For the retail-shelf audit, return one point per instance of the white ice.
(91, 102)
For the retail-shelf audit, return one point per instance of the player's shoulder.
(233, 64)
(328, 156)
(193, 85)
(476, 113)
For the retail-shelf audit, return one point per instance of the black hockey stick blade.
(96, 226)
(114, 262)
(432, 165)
= = = = =
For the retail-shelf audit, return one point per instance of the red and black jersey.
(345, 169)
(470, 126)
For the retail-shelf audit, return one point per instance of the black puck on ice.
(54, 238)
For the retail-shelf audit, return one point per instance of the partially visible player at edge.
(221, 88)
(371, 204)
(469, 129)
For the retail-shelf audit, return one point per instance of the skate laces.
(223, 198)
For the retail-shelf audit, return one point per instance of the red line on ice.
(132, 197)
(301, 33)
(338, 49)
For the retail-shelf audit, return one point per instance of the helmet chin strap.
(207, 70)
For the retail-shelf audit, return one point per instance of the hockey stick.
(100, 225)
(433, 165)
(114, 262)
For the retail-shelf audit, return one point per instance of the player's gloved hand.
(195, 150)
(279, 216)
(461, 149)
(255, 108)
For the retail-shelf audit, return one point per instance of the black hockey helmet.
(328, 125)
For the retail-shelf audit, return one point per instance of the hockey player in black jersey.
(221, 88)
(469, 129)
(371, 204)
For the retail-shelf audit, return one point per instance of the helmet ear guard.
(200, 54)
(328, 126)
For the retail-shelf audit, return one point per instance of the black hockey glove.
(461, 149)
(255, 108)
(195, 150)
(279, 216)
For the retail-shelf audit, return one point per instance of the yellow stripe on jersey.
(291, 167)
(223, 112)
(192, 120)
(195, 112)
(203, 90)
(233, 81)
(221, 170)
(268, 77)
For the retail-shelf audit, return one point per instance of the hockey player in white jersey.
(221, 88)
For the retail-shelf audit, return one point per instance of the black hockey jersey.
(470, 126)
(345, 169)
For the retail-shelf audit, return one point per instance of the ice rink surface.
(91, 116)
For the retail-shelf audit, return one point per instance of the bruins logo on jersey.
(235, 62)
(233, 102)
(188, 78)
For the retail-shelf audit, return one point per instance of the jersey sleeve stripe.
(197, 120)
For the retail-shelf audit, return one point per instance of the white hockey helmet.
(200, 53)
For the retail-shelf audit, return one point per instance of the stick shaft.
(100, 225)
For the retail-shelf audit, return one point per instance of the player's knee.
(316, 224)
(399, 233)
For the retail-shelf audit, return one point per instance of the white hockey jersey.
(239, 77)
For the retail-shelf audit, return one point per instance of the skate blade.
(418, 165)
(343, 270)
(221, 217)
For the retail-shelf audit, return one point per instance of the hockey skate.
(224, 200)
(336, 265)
= = = = =
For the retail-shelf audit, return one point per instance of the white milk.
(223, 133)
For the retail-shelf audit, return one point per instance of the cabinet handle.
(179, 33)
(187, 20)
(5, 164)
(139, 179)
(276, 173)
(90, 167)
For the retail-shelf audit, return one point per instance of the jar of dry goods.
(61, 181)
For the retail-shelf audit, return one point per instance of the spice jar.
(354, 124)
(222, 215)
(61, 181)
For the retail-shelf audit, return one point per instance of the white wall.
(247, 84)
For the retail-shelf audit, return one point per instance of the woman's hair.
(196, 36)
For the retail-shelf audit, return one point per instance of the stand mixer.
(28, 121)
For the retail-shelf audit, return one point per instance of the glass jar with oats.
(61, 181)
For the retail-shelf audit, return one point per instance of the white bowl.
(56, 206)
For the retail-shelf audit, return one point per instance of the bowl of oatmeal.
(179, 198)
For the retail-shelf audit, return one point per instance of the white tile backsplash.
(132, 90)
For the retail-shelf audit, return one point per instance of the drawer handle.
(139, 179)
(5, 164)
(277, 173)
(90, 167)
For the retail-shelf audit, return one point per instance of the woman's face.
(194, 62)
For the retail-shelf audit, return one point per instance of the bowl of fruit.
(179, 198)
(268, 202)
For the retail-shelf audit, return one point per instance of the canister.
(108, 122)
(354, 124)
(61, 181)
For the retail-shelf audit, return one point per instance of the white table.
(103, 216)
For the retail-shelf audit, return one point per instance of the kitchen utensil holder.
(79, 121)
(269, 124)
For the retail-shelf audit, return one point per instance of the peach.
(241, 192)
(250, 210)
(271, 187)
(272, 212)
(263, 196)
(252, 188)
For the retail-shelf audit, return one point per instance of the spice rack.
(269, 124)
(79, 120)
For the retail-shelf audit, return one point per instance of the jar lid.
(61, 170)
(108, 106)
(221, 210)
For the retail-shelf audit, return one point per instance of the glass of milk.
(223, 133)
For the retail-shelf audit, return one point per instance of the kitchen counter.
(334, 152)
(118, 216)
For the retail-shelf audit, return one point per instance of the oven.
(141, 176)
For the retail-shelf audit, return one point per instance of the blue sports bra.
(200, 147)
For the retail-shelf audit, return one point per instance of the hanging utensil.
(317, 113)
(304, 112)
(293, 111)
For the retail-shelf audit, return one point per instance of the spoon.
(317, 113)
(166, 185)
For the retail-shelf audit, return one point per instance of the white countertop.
= = = = =
**Description of the task**
Reproduce everything from the line containing "bowl of fruit." down to the line containing "the white countertop." with "canister" changed to "storage tin" and nothing else altered.

**Result**
For the retail-shelf audit, return one point per instance of the bowl of fruit.
(179, 198)
(268, 202)
For the retail-shelf audit, return one point per instance of the storage tin.
(108, 122)
(354, 124)
(61, 181)
For the retail-shelf audit, return one point per instance of the white table.
(103, 216)
For the retail-shelf audit, return one point per instance of the kitchen utensil holder.
(79, 121)
(269, 124)
For the retail-shelf audit, return one point per instance of the peach.
(241, 192)
(250, 210)
(271, 187)
(272, 212)
(263, 196)
(252, 188)
For the retail-shelf audit, return one point per instance of the spice rack.
(269, 124)
(79, 120)
For the retail-shelf audit, return one point per instance of the jar lid.
(61, 170)
(108, 106)
(221, 210)
For the retail-shelf audit, return one point per instance of the glass of milk.
(223, 133)
For the retail-shelf audit, return one point per instance of the kitchen counter.
(334, 152)
(118, 216)
For the retail-shelf audit, return one point per instance of the oven.
(141, 176)
For the retail-shelf audit, return one point per instance of the blue sports bra.
(200, 147)
For the retail-shelf audit, return one point per instance of the hanging utensil.
(317, 113)
(304, 112)
(293, 111)
For the retail-shelf audit, return one point per instance of the spoon.
(317, 113)
(166, 185)
For the retail-shelf audit, return one point per instance of the white countertop.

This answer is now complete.